[[ Excerpt provided, beginning ]]
Now let's see how we can use fastai v2 to fine-tune this model on Wikipedia in Portuguese, using all the fastai v2 training utilities.

We will follow these 2 following steps:

- 4.1) **GPT2TokenizerFast (imported GPT-2 tokenizer) --> fastai Tokenizer**: to process the data to train a model, we need to build a fastai tokenizer from the GPT-2 tokenizer with vocab in Portuguese.
- 4.2) **Change vocab embeddings (wte matrix) in the GPT-2 pre-trained model to adapt to the Portuguese vocab**: as the vocab embedding matrix (wte) of the pre-trained GPT-2 model corresponds to the English vocabulary, we'll keep the embeddings vectors of the common tokens between the English and Portuguese vocab.

 First, we import all the text utilities:

In [38]:
from fastai.text.all import *

#### 4.1 GPT2TokenizerFast (imported GPT-2 tokenizer) --> fastai Tokenizer

*(text from Sylvain Gugger Transformers Tutorial)* To process this data to train a model, we need to build a `Transform` that will be applied lazily. In a fastai `Transform` you can define:
- an `encodes` method that is applied when you call the transform (a bit like the `forward` method in a `nn.Module`)
- a `decodes` method that is applied when you call the [decode](https://huggingface.co/transformers/main_classes/tokenizer.html#transformers.PreTrainedTokenizer.decode) method of the transform, if you need to decode anything for showing purposes (like converting ids to a text here)
- a `setups` method that sets some inner state of the `Transform` (not needed here)

In [39]:
class TransformersTokenizer(Transform):
    def __init__(self, tokenizer): self.tokenizer = tokenizer
    def encodes(self, x): 
        toks = self.tokenizer.tokenize(x)
        return tensor(self.tokenizer.convert_tokens_to_ids(toks))
    def decodes(self, x): return TitledStr(self.tokenizer.decode(x.cpu().numpy()))
[[ Excerpt provided, end ]]
[[ Supplied records, beginning ]]
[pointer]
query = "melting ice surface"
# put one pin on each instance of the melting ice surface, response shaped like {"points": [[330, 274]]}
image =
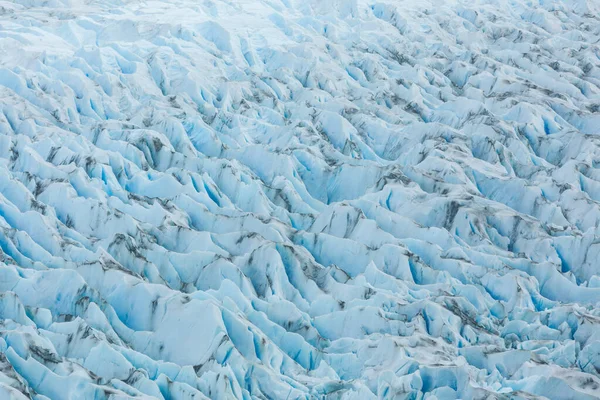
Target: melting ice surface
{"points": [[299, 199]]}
[[ Supplied records, end ]]
[[ Supplied records, beginning ]]
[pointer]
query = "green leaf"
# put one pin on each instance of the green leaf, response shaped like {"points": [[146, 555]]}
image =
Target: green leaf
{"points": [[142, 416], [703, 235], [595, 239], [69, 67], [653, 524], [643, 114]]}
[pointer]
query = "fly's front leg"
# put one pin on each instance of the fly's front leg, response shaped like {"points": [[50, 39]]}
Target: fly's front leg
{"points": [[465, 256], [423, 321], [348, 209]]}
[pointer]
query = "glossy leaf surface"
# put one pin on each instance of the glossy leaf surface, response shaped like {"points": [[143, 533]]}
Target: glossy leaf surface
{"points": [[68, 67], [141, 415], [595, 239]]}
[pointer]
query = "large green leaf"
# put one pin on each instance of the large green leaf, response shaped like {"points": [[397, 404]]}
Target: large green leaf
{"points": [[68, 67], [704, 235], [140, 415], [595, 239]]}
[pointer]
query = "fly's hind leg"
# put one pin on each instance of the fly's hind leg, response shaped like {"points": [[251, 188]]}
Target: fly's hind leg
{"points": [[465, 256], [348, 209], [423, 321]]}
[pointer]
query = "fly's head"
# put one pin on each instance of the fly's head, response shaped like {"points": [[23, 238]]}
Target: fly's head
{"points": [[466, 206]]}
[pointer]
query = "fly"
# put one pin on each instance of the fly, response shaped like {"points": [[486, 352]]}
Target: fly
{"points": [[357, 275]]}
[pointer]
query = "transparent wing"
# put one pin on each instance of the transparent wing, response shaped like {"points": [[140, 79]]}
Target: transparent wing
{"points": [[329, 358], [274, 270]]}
[[ Supplied records, end ]]
[[ Supplied records, beginning ]]
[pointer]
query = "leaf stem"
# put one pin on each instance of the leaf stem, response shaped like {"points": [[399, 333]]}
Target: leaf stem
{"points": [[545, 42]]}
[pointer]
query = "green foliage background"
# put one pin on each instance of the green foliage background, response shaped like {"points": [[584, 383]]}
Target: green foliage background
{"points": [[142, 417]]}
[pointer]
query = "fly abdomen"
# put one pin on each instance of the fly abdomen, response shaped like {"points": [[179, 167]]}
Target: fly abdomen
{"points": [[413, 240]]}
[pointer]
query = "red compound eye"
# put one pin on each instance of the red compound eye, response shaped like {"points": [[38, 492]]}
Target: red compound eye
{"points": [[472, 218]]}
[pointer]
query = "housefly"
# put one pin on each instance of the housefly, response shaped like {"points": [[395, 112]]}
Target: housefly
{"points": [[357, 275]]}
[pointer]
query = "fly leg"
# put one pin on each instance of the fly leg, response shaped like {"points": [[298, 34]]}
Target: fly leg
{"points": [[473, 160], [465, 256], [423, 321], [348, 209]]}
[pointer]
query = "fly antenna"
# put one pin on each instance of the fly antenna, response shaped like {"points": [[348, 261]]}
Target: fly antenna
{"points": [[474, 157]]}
[[ Supplied records, end ]]
# Work task 1:
Rewrite the paragraph of the fastai excerpt that begins "To process this data to train a model" as a short bulleted list that keeps its main facts.
# Work task 2:
Summarize the fastai excerpt in two sentences.
# Work task 3:
Carry the fastai excerpt on fine-tuning GPT-2 in Portuguese forward from the point where it stops.
These lines are separate material and are not part of the fastai excerpt.

# Response area 1:
- Preparing the data for training requires a fastai `Transform` that is applied lazily.
- `encodes`: applied when the transform is called, a bit like the `forward` method in an `nn.Module`.
- `decodes`: applied when the transform's decode method is called, for decoding anything needed for display, such as converting ids to text.
- `setups`: sets some inner state of the `Transform` and is not needed here.

# Response area 2:
The fastai excerpt explains how to fine-tune a GPT-2 model on Portuguese Wikipedia with fastai v2 in two steps: building a fastai tokenizer from the GPT-2 tokenizer with a Portuguese vocab, and adapting the wte embedding matrix by keeping the vectors of tokens shared by the English and Portuguese vocabularies. For the first step, it defines a lazily applied `Transform` called TransformersTokenizer, whose encodes method tokenizes text and converts the tokens to ids and whose decodes method turns ids back into text.

# Response area 3:
Two comments on the code above:
- in `encodes` we don't use the [tokenizer.encode](https://huggingface.co/transformers/main_classes/tokenizer.html#transformers.PreTrainedTokenizer.encode) method since it does some additional preprocessing for the model after tokenizing and numericalizing (the aprt throwing a warning before). Here we don't need any post-processing so it's fine to skip it and we use the [tokenizer.tokenize](https://huggingface.co/transformers/main_classes/tokenizer.html#transformers.PreTrainedTokenizer.tokenize) method followed by the [tokenizer.convert_tokens_to_ids](https://huggingface.co/transformers/main_classes/tokenizer.html#transformers.PreTrainedTokenizer.convert_tokens_to_ids) one.
- in `decodes` we return a `TitledStr` object and not just a plain string. That's a fastai class that adds a `show` method to the string, which will allow us to use all the fastai show methods.

##### Tokenizers

ENGLISH

In [40]:
%%time
# Load the GPT2 tokenizer in English
from transformers import GPT2TokenizerFast, GPT2LMHeadModel
pretrained_weights = 'gpt2'
tokenizer_en = GPT2TokenizerFast.from_pretrained(pretrained_weights)
model_en = GPT2LMHeadModel.from_pretrained(pretrained_weights)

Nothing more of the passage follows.